## Data rows

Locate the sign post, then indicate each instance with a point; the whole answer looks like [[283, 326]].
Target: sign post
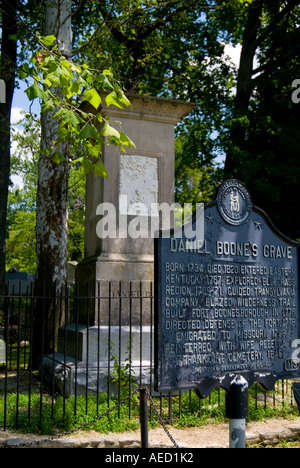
[[227, 304]]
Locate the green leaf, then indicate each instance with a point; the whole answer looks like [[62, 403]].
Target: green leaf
[[92, 97], [94, 150], [113, 100], [126, 141], [88, 132], [117, 98], [58, 157], [35, 91], [109, 131], [105, 83]]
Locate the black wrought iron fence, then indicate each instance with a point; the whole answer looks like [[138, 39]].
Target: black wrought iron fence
[[92, 344]]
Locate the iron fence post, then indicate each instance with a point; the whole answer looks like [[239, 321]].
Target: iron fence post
[[144, 417]]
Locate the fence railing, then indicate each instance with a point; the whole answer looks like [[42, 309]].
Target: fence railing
[[90, 341]]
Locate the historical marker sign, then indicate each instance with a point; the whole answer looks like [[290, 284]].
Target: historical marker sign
[[228, 304]]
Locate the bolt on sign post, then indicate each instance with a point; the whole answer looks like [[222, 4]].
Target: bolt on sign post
[[227, 305]]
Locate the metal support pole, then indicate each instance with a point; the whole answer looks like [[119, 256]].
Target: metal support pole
[[237, 411], [144, 417]]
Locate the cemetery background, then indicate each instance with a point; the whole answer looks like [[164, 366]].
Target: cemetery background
[[197, 173]]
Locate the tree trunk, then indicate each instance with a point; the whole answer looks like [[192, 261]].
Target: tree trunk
[[244, 90], [52, 204], [7, 74]]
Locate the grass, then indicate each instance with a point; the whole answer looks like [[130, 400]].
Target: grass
[[42, 414]]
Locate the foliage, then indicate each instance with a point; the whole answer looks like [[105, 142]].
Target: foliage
[[21, 219], [71, 413]]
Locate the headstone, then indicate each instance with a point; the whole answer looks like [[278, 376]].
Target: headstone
[[19, 282], [227, 304]]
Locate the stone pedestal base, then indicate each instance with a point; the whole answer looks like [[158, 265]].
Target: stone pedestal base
[[89, 360]]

## Given instruction
Rewrite all of the data above, switching every "indicate" to "mark" and keeping everything else the same. Leave the pictures out.

## Exercise response
Locate the sign post, then mark each instance with a point; the whole answer looks like [[283, 326]].
Target: sign post
[[227, 304]]
Locate the green leaf, then mark each instance with a point; the whole answer looks like [[62, 403]].
Target: green leaf
[[92, 97], [94, 150], [113, 100], [126, 141], [88, 132], [117, 98], [58, 157], [35, 91], [109, 131], [105, 83]]
Locate the black wrought iron fence, then mark each instance with a point; the whole answer looks like [[138, 39]].
Target: black wrought iron fence
[[92, 344]]
Locate the iron fence post, then mark each instance with a point; the whole answer looks like [[239, 321]].
Target: iron fence post
[[144, 417]]
Locate the fence railing, then mark each instance with a point; the whole answer looks like [[42, 309]].
Target: fence railing
[[90, 341]]
Locate the historical marker sign, then mark each instance with a point; the whole answer looks like [[290, 284]].
Target: historical marker sign
[[228, 304]]
Locate the bolt on sign post, then mark each instance with a point; the whole answer looks like [[222, 4]].
Target: bolt on sign post
[[227, 305]]
Locate the metal support pole, then mark each instance with a point; the whole answer looks like [[119, 256]].
Target: metal support pole
[[237, 411], [144, 417]]
Locate the cemetery background, then mark each instance with a point; the whole answer looks like [[164, 366]].
Target: cemetery background
[[197, 173]]
Locate the tree trunk, then mark each instance with a point; the whole answer looks like [[192, 261]].
Target: tree trunk
[[244, 90], [52, 204], [7, 74]]
Locate the grass, then mark each instance with a point; the whole answer looks like [[130, 400]].
Target: grass
[[42, 414]]
Locate the foliage, then mark each instance with a point; the whole answer looks like [[105, 142]].
Target: foliage
[[21, 219], [71, 413]]
Locate the headstone, then mark each instance with a point; the whole answer looks like [[278, 376]].
Target: headstone
[[19, 282], [227, 304]]
Locate the stone pedestal base, then mark each instance with a point; the whole answer looks like [[158, 265]].
Target: stone pedestal base
[[89, 360]]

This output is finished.